§ **Exercise a**
In the post about Safari and KHTML, which CSS property did the writer port from WebCore in December 2004?

§ **Reading text**
+ + + +

Safari and KHTML again

carewolf's picture
Development

I just wish to weigh in on debacle to clear up some mistakes. First of all I would like to say I agree with Zack. The annoying part is not that Apple don't cooperate as much as they could. They are actually helpfull in answering questions and _tries_ at least to separate OS X specific features in the code (allthough they fail miserably at it). No, our problem are users who think Apple does more and underestimate the effort it takes for us to implement patches from WebCore. We are doing this for free and for fun, all we really want is appreciation for our effort.

In December 2004 I "ported" the CSS text-shadow property from WebCore. I put ported in quotes because the only thing ported was the code to parse the property. In the rendering Apple had created an extension to KWQ (their Qt) that used an OS X call to draw the shadow. This meant that to "port" it I had to write the shadow drawing myself. Not that I mind, it was pretty fun work. I was just saddened to see afterwards that many people assumed I had just merged a WebCore patch. The advantage of the reimplementation though is that we can apply any number of shadows like the standard requires, while Safari can only apply the one OS X supports.

+ + + +

§ **Exercise b**
Collect every line in the listing below that contains the string "stem". Case counts.

§ **Data**
+ + + +

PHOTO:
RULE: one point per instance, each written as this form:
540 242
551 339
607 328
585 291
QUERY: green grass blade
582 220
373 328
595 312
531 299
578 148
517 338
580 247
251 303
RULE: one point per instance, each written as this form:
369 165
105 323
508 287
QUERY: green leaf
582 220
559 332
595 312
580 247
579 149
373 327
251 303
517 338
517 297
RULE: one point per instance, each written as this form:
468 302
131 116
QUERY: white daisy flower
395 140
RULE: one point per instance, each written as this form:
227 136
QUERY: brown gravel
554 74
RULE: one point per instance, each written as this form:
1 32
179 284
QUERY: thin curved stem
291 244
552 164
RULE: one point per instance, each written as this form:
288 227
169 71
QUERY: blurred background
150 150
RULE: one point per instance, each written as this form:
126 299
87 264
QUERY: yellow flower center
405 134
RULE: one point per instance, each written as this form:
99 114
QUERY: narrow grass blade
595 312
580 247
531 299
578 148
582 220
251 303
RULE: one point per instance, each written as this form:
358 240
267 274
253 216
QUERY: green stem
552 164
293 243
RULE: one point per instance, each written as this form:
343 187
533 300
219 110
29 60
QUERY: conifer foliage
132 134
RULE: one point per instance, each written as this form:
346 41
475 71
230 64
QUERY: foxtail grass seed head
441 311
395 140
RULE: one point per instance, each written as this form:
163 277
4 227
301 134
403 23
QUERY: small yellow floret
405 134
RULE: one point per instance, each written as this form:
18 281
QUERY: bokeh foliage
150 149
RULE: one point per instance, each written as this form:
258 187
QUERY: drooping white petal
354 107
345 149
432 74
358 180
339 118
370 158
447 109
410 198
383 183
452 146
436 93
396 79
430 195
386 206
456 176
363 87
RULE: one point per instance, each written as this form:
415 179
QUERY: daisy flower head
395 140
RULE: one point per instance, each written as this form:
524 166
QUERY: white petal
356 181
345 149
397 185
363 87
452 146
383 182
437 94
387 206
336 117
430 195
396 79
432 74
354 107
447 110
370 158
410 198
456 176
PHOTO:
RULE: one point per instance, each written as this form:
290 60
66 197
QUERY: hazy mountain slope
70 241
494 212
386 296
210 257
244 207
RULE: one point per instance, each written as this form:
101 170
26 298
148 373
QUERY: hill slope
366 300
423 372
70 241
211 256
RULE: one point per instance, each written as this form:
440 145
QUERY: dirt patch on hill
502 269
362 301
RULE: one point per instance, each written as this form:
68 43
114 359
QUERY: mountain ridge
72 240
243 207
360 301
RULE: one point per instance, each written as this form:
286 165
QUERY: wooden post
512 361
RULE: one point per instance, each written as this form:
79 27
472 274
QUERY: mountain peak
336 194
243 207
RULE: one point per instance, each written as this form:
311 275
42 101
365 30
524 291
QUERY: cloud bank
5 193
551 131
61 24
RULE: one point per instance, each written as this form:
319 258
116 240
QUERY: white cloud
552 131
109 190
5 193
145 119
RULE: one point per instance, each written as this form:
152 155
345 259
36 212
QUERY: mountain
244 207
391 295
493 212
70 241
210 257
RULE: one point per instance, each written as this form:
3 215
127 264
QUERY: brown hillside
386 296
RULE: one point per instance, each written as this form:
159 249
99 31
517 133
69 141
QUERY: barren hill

+ + + +

§ **Output a**
The text-shadow property.

§ **Output b**
QUERY: thin curved stem
QUERY: green stem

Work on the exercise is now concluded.